(STATED GOAL)
Reproduce every one of the following items word for word, leaving nothing out and changing nothing.

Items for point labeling
* Start *

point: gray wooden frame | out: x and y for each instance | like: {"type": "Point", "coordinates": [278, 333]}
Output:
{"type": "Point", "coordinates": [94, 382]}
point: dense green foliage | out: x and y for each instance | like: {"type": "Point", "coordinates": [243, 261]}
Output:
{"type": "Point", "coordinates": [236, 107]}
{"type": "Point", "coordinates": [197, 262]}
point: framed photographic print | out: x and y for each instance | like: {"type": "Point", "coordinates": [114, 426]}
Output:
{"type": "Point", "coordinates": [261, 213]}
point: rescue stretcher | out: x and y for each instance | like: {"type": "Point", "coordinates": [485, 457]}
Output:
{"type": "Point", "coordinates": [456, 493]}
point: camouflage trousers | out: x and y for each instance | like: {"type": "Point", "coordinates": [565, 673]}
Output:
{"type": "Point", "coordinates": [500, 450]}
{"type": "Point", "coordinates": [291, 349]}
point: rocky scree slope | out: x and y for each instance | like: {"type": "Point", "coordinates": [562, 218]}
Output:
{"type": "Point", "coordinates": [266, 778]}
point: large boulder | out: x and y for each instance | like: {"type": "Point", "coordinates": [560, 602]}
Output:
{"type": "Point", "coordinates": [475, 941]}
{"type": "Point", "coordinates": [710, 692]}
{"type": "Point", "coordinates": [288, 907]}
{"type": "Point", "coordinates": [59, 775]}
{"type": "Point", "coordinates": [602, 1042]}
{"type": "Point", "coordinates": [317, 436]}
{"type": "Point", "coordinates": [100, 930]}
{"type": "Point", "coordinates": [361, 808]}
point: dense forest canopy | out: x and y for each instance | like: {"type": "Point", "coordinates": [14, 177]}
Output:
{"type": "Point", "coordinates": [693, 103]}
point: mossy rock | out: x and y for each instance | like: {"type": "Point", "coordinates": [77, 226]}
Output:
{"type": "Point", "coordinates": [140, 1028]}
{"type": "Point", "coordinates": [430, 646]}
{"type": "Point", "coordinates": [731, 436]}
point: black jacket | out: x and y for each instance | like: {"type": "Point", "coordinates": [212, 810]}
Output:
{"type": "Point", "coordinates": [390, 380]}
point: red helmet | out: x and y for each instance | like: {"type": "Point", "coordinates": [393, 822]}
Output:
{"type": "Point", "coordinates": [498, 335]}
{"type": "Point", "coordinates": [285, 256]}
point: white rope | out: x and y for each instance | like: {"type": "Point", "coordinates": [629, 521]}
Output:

* End *

(ANSWER TO THE EXERCISE)
point: gray wooden frame | out: x and y for each instance | like: {"type": "Point", "coordinates": [278, 333]}
Output:
{"type": "Point", "coordinates": [94, 382]}
point: dense green foliage | out: x and y for each instance | like: {"type": "Point", "coordinates": [243, 261]}
Output:
{"type": "Point", "coordinates": [236, 107]}
{"type": "Point", "coordinates": [197, 262]}
point: framed photographic print | out: x and y for each instance | like: {"type": "Point", "coordinates": [114, 426]}
Output:
{"type": "Point", "coordinates": [261, 213]}
point: rescue stretcher | out: x and y for each instance | like: {"type": "Point", "coordinates": [485, 457]}
Output:
{"type": "Point", "coordinates": [456, 493]}
point: camouflage trousers | out: x and y for each instance | like: {"type": "Point", "coordinates": [565, 673]}
Output:
{"type": "Point", "coordinates": [500, 450]}
{"type": "Point", "coordinates": [291, 349]}
point: rocky scree slope | out: x and y for each instance | like: {"type": "Point", "coordinates": [562, 218]}
Output:
{"type": "Point", "coordinates": [266, 778]}
point: large boulder | out: x and y for each instance | like: {"type": "Point", "coordinates": [560, 602]}
Output:
{"type": "Point", "coordinates": [475, 941]}
{"type": "Point", "coordinates": [710, 692]}
{"type": "Point", "coordinates": [288, 907]}
{"type": "Point", "coordinates": [59, 775]}
{"type": "Point", "coordinates": [602, 1042]}
{"type": "Point", "coordinates": [317, 436]}
{"type": "Point", "coordinates": [100, 930]}
{"type": "Point", "coordinates": [361, 808]}
point: dense forest canopy | out: x and y for each instance | like: {"type": "Point", "coordinates": [14, 177]}
Output:
{"type": "Point", "coordinates": [693, 103]}
point: mossy rock | out: x and y for each instance | like: {"type": "Point", "coordinates": [77, 226]}
Output:
{"type": "Point", "coordinates": [140, 1028]}
{"type": "Point", "coordinates": [430, 646]}
{"type": "Point", "coordinates": [731, 436]}
point: black jacket | out: x and y for each instance | like: {"type": "Point", "coordinates": [212, 810]}
Output:
{"type": "Point", "coordinates": [390, 380]}
point: red helmet | out: x and y for each instance | like: {"type": "Point", "coordinates": [393, 822]}
Output:
{"type": "Point", "coordinates": [498, 335]}
{"type": "Point", "coordinates": [285, 256]}
point: white rope | out: x and y for each instance | like: {"type": "Point", "coordinates": [629, 521]}
Output:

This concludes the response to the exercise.